-- START DOCUMENT --

Disney: the ultimate brand defender?
Disney has the ability to take a fairy tale of good versus evil and turn it into a multi-billion-dollar brand, without the assistance of a fairy godmother.
The multinational entertainment and media conglomerate is notoriously good at creating a concept that can be loved by young or old, building on stories that most can relate to in one way or another.
Disney gives us hope when the world can be a little unforgiving - through its stories we can believe that there is still good in the world.
It introduces characters and brands which are loved by one and all, and naturally followed by a merchandising opportunity,
In 2020, Forbes listed the Disney brand 7th in the world, with an estimated value of $61.3 billion and a revenue stream of $38.7 billion generated by The Walt Disney Company plus its subsidiaries and affiliated companies.
Together these businesses produce movies; TV shows; music; develop and publish games primarily for mobile platforms, books, magazines, and comic books; manage 43 theme-parks situated around the world; operate various hotels and cruiser liners and sell all manner of consumer products.
So how does Disney do it? Fairy dust from Tinkerbell? Magic like Elsa’s? Determination like Dory? No, it protects; monitors; enforces, and exploits its intellectual property (IP).
Whether by copyright, trade marks, designs or patents; if there is a perceived brand value to Disney it will make protecting its IP a priority.
This could be the title of a film, a character name, musical composition, stylisation or even a phrase.
Take the saying ‘Hakuna Matata’. The phrase itself means ‘no worries’, however for Disney this trade mark application led to a lot of troubles.

-- END DOCUMENT --
-- START MATERIAL --

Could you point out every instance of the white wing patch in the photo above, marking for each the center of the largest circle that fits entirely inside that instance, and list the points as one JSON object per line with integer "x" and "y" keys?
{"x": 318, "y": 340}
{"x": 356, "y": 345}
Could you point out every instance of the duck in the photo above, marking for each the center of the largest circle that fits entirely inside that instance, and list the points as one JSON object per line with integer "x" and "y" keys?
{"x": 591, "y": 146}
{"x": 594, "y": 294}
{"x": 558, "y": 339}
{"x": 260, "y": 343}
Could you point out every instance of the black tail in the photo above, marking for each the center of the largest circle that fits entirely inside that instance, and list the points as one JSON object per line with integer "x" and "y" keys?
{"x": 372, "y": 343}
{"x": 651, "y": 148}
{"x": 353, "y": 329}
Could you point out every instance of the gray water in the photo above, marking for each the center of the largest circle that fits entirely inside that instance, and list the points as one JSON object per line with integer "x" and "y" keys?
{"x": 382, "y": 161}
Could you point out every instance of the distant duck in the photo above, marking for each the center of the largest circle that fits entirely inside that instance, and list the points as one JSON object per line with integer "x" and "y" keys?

-- END MATERIAL --

*INSTRUCTIONS*.
a) Answer these from the Disney article:
(i) Where did Forbes rank the Disney brand in 2020?
(ii) How many theme parks do the Disney businesses manage?
(iii) What does the phrase 'Hakuna Matata' mean?
b) Write out the Disney article word for word, starting with "Disney has the" and going on through "a fairy godmother.".

*RESPONSES IN ORDER*.
a)
(i) 7th in the world
(ii) 43
(iii) 'No worries'

b)
Disney has the ability to take a fairy tale of good versus evil and turn it into a multi-billion-dollar brand, without the assistance of a fairy godmother.